Task objective: Reproduce every item below verbatim, leaving out the pictures.

Data items:
_ _ _ _ _

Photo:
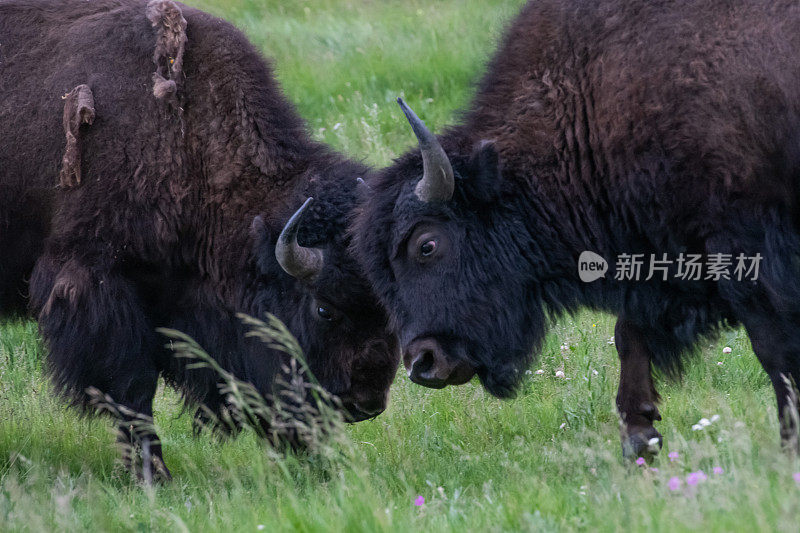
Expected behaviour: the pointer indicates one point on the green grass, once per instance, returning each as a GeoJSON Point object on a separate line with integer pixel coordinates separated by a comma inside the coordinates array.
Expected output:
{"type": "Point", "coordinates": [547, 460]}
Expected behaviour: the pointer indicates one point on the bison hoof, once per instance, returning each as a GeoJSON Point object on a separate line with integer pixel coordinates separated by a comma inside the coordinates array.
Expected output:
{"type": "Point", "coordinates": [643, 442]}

_ _ _ _ _

Full answer:
Photo:
Expected behaviour: the pointer indicates one point on the green grass, once per instance, returning each as a GeoJSON Point object on a separate line with integer pixel coordinates separated by a comma inside the coordinates array.
Expected output:
{"type": "Point", "coordinates": [547, 460]}
Expected behaviour: the pointer indicates one point on the bison hoof, once per instance, returning each as a GeoJSON Point object on a separate line with integer pixel coordinates separated by a comma inside the coordinates array.
Expected output:
{"type": "Point", "coordinates": [643, 442]}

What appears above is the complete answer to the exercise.